**Work task:** Tally the lines in the listing below that include "dark". Answer with the count and nothing more.

BEGIN Input

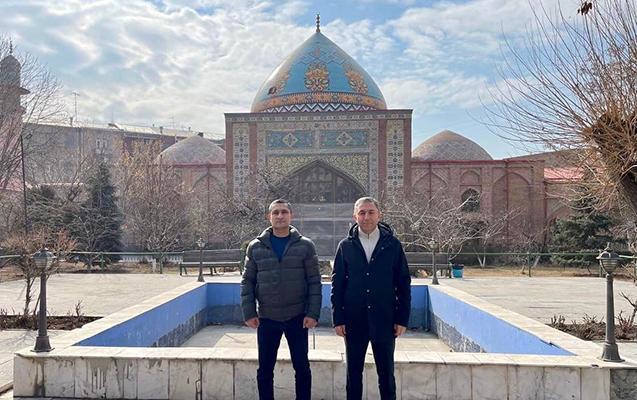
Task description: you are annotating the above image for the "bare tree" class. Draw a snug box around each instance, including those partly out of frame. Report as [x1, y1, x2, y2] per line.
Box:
[469, 206, 524, 267]
[383, 189, 480, 256]
[486, 0, 637, 223]
[1, 228, 75, 318]
[204, 193, 267, 249]
[116, 141, 194, 259]
[0, 35, 66, 192]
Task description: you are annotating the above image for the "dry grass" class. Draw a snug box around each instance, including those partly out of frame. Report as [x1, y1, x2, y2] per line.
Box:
[1, 261, 635, 283]
[0, 260, 240, 283]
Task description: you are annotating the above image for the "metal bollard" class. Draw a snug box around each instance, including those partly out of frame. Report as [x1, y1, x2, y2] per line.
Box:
[312, 327, 316, 350]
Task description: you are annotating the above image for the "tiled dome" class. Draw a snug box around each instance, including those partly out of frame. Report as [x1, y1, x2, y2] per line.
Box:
[251, 31, 387, 113]
[158, 135, 225, 164]
[413, 130, 492, 161]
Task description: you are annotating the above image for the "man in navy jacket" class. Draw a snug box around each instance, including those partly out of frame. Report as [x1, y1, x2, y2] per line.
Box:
[331, 197, 411, 400]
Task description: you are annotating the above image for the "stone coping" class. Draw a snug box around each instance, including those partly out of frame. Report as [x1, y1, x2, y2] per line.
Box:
[13, 281, 637, 370]
[14, 345, 636, 370]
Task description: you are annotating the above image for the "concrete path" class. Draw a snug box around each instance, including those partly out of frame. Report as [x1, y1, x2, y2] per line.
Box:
[0, 274, 196, 316]
[182, 325, 451, 353]
[439, 276, 637, 323]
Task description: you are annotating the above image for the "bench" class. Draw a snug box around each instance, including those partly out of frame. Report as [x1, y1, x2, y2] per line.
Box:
[180, 249, 243, 276]
[405, 252, 452, 278]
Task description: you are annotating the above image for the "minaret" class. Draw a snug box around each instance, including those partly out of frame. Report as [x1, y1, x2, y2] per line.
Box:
[0, 41, 30, 117]
[0, 41, 30, 191]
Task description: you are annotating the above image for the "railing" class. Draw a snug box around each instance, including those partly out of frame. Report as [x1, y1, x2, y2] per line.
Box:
[1, 251, 634, 281]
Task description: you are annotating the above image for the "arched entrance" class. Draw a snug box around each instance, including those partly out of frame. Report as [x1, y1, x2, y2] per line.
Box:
[287, 161, 366, 258]
[289, 160, 365, 204]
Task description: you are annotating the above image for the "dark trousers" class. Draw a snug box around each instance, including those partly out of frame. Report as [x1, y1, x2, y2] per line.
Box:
[257, 314, 311, 400]
[345, 323, 396, 400]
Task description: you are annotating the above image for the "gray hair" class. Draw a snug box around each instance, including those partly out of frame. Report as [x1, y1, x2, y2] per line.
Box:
[268, 199, 293, 213]
[354, 196, 380, 212]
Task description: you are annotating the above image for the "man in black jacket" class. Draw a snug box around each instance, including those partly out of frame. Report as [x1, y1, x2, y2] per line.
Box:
[241, 199, 322, 400]
[331, 197, 411, 400]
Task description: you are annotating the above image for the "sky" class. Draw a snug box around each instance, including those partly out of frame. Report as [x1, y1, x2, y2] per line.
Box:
[0, 0, 580, 159]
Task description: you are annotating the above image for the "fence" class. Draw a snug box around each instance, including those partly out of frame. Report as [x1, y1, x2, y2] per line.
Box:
[0, 251, 635, 281]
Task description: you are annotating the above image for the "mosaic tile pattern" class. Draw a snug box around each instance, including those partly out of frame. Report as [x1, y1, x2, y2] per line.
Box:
[251, 32, 387, 113]
[256, 119, 379, 197]
[321, 131, 368, 148]
[267, 131, 314, 148]
[386, 119, 405, 190]
[267, 154, 369, 189]
[232, 123, 250, 200]
[226, 112, 411, 123]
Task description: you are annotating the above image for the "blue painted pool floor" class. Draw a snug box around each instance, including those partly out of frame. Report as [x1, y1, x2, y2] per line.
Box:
[181, 325, 451, 353]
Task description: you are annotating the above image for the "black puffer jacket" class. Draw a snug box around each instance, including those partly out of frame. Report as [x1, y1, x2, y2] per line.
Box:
[331, 222, 411, 342]
[241, 226, 322, 322]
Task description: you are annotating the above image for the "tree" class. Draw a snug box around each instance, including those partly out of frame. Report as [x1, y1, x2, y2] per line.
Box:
[0, 35, 65, 192]
[383, 189, 479, 256]
[549, 193, 620, 269]
[73, 159, 123, 264]
[1, 228, 75, 318]
[486, 0, 637, 222]
[116, 141, 193, 258]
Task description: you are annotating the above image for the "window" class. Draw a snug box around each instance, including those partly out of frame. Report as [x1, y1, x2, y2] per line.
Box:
[289, 161, 364, 204]
[461, 189, 480, 212]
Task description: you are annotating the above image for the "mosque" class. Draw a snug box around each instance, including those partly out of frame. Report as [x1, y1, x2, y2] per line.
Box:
[158, 22, 574, 256]
[0, 23, 575, 256]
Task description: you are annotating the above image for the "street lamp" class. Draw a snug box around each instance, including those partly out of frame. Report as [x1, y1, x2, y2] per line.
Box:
[197, 238, 205, 283]
[597, 244, 623, 362]
[429, 239, 439, 285]
[32, 247, 55, 353]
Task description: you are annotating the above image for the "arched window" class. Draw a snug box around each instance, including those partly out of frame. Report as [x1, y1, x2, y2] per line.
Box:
[461, 189, 480, 212]
[289, 161, 365, 203]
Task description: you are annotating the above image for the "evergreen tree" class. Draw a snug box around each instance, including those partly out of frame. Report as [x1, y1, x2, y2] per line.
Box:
[75, 160, 123, 262]
[550, 195, 620, 269]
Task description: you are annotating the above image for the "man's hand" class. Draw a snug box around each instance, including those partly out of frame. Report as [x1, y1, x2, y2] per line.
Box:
[394, 324, 406, 336]
[245, 317, 259, 329]
[334, 325, 346, 338]
[303, 317, 318, 329]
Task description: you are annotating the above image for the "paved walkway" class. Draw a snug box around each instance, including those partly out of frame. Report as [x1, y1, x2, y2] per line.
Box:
[440, 276, 637, 323]
[0, 274, 195, 316]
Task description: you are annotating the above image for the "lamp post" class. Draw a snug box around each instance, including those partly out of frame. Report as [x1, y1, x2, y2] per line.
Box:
[597, 244, 623, 362]
[32, 247, 54, 353]
[20, 133, 32, 235]
[197, 238, 205, 283]
[429, 239, 439, 285]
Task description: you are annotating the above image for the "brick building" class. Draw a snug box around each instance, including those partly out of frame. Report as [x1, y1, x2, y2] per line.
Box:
[157, 26, 574, 256]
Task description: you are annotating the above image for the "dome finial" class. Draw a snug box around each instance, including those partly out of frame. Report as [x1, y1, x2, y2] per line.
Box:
[9, 39, 13, 55]
[316, 13, 320, 33]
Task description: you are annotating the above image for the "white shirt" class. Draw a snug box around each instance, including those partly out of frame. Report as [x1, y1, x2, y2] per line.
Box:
[359, 226, 380, 263]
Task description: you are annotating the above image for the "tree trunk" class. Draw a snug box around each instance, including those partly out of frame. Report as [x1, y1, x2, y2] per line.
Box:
[619, 171, 637, 219]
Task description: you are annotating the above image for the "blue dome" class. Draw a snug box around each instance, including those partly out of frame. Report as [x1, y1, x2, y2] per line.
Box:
[252, 31, 387, 113]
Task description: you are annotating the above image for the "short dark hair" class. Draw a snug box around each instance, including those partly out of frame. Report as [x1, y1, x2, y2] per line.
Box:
[268, 199, 293, 213]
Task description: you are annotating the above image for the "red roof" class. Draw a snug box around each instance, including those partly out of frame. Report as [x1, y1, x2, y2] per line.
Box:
[544, 167, 583, 182]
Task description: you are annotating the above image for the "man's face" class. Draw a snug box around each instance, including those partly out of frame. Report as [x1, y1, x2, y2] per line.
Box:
[267, 204, 293, 230]
[354, 202, 381, 234]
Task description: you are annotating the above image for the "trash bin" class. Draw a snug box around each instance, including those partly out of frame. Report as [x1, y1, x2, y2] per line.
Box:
[452, 263, 464, 278]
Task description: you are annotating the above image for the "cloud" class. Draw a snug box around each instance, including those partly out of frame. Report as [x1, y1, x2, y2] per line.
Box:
[0, 0, 566, 148]
[1, 0, 318, 131]
[342, 0, 417, 4]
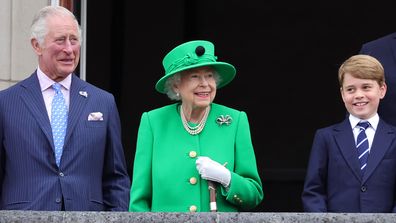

END Input

**Output of the task:** 2